→ What is being asked:
Extract every line of the records below that contains the word "leaf", treating uppercase and lowercase as distinct.

[Stored dataset items]
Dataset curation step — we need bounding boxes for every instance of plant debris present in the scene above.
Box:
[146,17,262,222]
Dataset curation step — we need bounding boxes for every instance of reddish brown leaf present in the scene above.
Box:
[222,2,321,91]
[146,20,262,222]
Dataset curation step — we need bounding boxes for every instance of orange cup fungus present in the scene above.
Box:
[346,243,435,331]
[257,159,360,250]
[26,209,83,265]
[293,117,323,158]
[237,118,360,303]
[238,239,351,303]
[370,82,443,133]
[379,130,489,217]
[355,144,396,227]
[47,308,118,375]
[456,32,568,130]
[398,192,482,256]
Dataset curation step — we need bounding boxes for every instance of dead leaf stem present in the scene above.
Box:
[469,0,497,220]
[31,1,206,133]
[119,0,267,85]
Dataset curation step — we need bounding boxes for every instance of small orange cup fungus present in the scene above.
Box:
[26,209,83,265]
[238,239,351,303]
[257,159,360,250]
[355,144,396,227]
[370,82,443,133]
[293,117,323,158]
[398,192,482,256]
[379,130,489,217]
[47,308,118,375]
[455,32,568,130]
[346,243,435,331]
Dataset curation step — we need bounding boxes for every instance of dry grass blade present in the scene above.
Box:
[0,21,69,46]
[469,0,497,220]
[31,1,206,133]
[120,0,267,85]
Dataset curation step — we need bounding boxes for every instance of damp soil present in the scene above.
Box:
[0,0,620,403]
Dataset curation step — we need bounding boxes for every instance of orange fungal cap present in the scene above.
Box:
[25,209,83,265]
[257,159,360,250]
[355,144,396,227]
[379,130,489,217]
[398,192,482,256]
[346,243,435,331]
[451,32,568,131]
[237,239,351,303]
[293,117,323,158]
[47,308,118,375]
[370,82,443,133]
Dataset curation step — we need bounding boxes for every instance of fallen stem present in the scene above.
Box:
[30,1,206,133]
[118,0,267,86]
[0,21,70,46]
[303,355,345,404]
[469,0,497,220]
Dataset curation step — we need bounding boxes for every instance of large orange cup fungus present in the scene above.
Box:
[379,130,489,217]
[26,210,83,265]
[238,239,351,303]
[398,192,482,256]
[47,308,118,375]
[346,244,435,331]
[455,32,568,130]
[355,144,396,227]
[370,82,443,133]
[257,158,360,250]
--
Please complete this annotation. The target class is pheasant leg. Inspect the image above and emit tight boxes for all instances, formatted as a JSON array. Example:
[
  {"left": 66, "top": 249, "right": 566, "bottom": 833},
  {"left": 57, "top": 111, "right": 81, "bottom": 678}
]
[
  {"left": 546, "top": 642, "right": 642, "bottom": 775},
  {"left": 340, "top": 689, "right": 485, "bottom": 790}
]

→ Written reply:
Dataset curation step — we need bounding boxes for every instance of reddish brown leaf present in the scene above.
Dataset curation step — we need bounding boxes for every instance of dead leaf stem present in the scene above.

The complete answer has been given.